## GIVEN PASSAGE

- Conference: Southwestern Athletic Conference
- Record: 3–8 (2–5 SWAC)
- Head coach: Eddie Robinson (54th season);
- Home stadium: Eddie G. Robinson Memorial Stadium

= 1996 Grambling State Tigers football team =

American college football season

The 1996 Grambling State Tigers football team represented Grambling State University as a member of the Southwestern Athletic Conference (SWAC) during the 1996 NCAA Division I-AA football season. Led by 54th-year head coach Eddie Robinson, the Tigers compiled an overall record of 3–8 and a mark of 2–5 in conference play, and finished tied for sixth in the SWAC.

## RECORDS PROVIDED
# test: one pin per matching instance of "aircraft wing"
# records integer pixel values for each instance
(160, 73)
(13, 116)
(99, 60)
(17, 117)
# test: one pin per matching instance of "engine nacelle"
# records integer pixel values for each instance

## EXERCISE TASK A
In the 1996 Grambling State Tigers passage, where did the team finish in the SWAC standings?
## EXERCISE TASK B
Say whether each statement agrees with the 1996 Grambling State Tigers passage. (i) Eddie Robinson was in his 54th season as head coach. (ii) The Tigers had a winning record in conference play. (iii) The team competed in NCAA Division I-AA.
## EXERCISE TASK C
Retype the stretch of the 1996 Grambling State Tigers passage from "- Head coach: Eddie" through "in the SWAC." without any changes.

## FULL SOLUTION A
The Tigers finished tied for sixth in the SWAC.

## FULL SOLUTION B
(i) Yes: "Led by 54th-year head coach Eddie Robinson"
(ii) No: "a mark of 2–5 in conference play"
(iii) Yes: "during the 1996 NCAA Division I-AA football season"

## FULL SOLUTION C
- Head coach: Eddie Robinson (54th season);
- Home stadium: Eddie G. Robinson Memorial Stadium

= 1996 Grambling State Tigers football team =

American college football season

The 1996 Grambling State Tigers football team represented Grambling State University as a member of the Southwestern Athletic Conference (SWAC) during the 1996 NCAA Division I-AA football season. Led by 54th-year head coach Eddie Robinson, the Tigers compiled an overall record of 3–8 and a mark of 2–5 in conference play, and finished tied for sixth in the SWAC.